**Work to do:** Edit the entries below so that "one point per instance" becomes "a single point for each instance" wherever it occurs. Leave every other part unchanged.
**** Stored data ****
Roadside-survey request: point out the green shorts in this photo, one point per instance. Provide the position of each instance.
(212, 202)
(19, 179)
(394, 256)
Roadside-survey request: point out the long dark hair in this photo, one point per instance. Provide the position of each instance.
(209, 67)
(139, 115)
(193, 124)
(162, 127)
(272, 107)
****
**Solution for this task:**
Roadside-survey request: point out the green shorts in this photo, a single point for each instance. Provide the position of each instance.
(212, 202)
(19, 179)
(394, 256)
Roadside-survey request: point out the long dark hair in this photo, a single point for each instance. Provide the position of each instance.
(209, 67)
(139, 115)
(193, 124)
(162, 127)
(272, 107)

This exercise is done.